-------- Exercise data
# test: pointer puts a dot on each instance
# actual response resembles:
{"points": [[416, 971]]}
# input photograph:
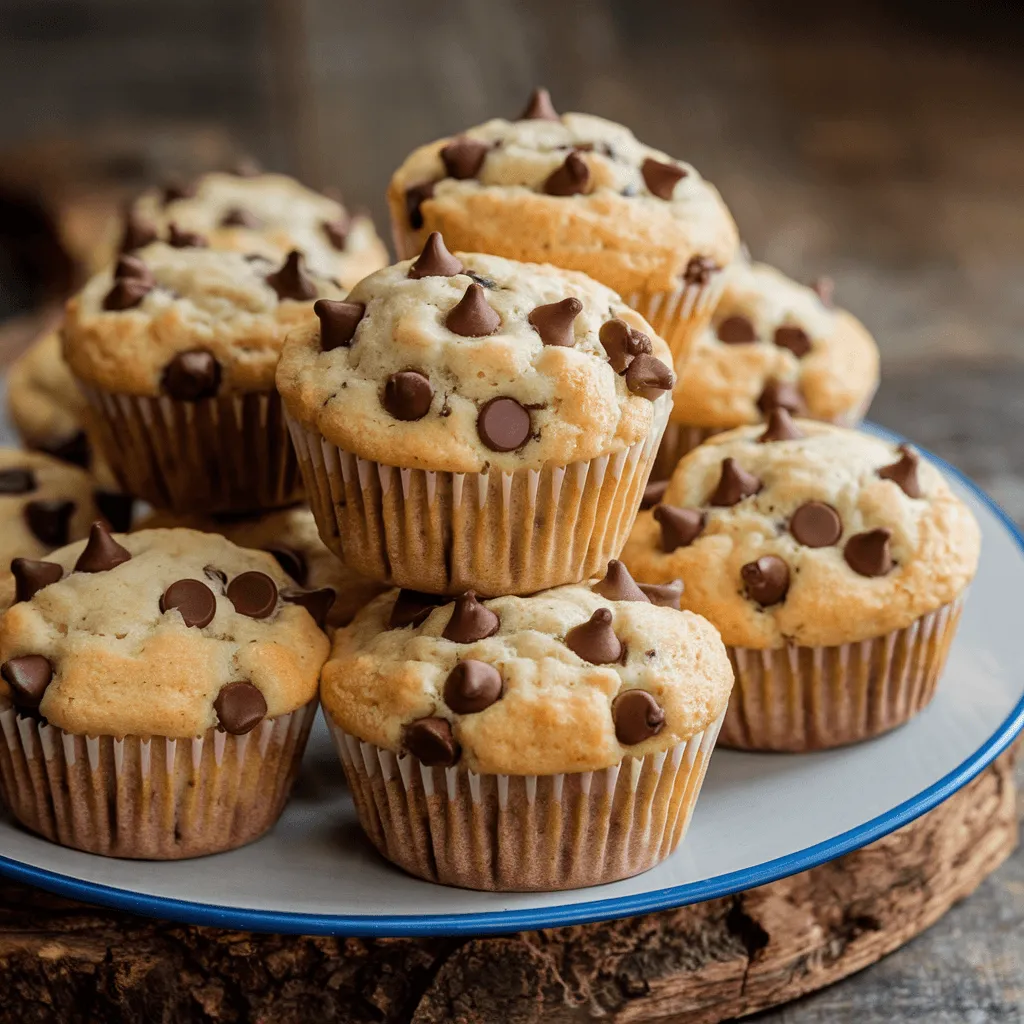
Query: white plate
{"points": [[760, 816]]}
----------------
• **Exercise objective**
Could the listing above be transcribed exactly, with the pictures left out?

• **Solution to the exercise**
# test: pointer puts a dot on each instance
# actual response resembles:
{"points": [[416, 971]]}
# input photograph:
Query: white plate
{"points": [[760, 816]]}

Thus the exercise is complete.